Reproduce the listing below, replacing every occurrence of "Mark each" with "Outline every" and changing nothing else.

EXTRACTED MATERIAL —
-=-=-
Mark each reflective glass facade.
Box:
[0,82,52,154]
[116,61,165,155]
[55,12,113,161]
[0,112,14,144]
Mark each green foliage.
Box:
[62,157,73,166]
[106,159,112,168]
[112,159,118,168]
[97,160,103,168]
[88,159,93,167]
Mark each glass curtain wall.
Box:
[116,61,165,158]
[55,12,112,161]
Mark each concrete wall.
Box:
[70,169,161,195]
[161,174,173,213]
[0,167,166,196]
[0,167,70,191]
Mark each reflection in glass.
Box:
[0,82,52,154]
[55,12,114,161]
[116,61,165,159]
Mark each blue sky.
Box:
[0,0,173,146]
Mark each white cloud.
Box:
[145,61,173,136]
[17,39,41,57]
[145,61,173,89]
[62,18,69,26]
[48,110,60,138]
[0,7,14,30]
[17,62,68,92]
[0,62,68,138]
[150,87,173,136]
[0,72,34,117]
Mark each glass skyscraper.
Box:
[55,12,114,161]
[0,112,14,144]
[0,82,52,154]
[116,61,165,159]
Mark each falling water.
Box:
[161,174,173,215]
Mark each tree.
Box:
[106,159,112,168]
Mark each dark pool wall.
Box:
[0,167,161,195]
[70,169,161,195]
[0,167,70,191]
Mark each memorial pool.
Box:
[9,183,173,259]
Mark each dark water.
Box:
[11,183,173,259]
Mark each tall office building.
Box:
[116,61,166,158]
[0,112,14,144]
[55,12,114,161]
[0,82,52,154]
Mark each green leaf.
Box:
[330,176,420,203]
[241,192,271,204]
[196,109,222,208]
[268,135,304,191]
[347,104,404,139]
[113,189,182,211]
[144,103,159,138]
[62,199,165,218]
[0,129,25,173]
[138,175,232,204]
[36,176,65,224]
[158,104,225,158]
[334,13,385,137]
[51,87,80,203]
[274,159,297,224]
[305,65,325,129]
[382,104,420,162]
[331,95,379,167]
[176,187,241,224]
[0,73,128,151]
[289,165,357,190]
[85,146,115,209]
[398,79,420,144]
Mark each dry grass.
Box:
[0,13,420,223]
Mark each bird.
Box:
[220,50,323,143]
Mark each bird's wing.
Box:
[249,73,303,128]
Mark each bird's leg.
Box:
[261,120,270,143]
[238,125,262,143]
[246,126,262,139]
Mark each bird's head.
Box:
-=-=-
SOLUTION TO THE EXERCISE —
Outline every reflective glass facade.
Box:
[0,82,52,154]
[116,61,165,155]
[55,12,113,161]
[0,112,14,144]
Outline every green foliage.
Box:
[62,157,73,166]
[106,159,112,168]
[112,159,118,168]
[97,160,103,168]
[88,159,93,167]
Outline every glass curtain wall.
Box:
[116,61,165,158]
[55,12,112,161]
Outline every concrete wall.
Box:
[70,169,161,195]
[161,174,173,213]
[0,167,166,196]
[0,167,70,191]
Outline every reflection in glass.
Box:
[0,82,52,154]
[55,12,114,161]
[116,61,165,159]
Outline every blue sky.
Box:
[0,0,173,146]
Outline every white cloud.
Box:
[145,61,173,136]
[17,39,41,57]
[145,61,173,89]
[62,18,69,26]
[48,110,60,138]
[0,7,14,30]
[17,62,68,92]
[0,62,68,138]
[150,87,173,136]
[0,72,34,117]
Outline every glass skyscraper.
Box:
[55,12,114,161]
[0,112,14,144]
[0,82,52,154]
[116,61,165,159]
Outline every falling water.
Box:
[161,174,173,215]
Outline every tree.
Box:
[106,159,112,168]
Outline every dark pool wall.
Box:
[0,167,161,195]
[70,169,161,195]
[0,167,70,191]
Outline every memorial pool.
Box:
[9,183,173,259]
Outline every dark water.
Box:
[11,183,173,259]
Outline every tall office building.
Box:
[116,61,166,158]
[0,112,14,144]
[55,12,114,161]
[0,82,52,154]
Outline every green leaf.
Box:
[330,176,420,203]
[241,192,271,204]
[196,109,222,208]
[268,135,304,191]
[347,104,404,139]
[113,189,182,211]
[144,103,159,138]
[62,199,165,218]
[0,129,25,173]
[138,175,232,204]
[36,176,65,224]
[158,104,225,158]
[334,13,385,137]
[51,87,80,203]
[274,159,297,224]
[305,65,325,129]
[382,104,420,162]
[331,95,379,167]
[176,187,241,224]
[0,73,128,151]
[289,165,357,190]
[85,146,115,209]
[398,79,420,144]
Outline every dry grass.
Box:
[0,13,420,223]
Outline every bird.
Box:
[220,50,323,143]
Outline every bird's wing.
Box:
[249,73,303,128]
Outline every bird's leg.
Box:
[261,120,270,143]
[238,125,262,143]
[246,126,262,139]
Outline every bird's head.
Box:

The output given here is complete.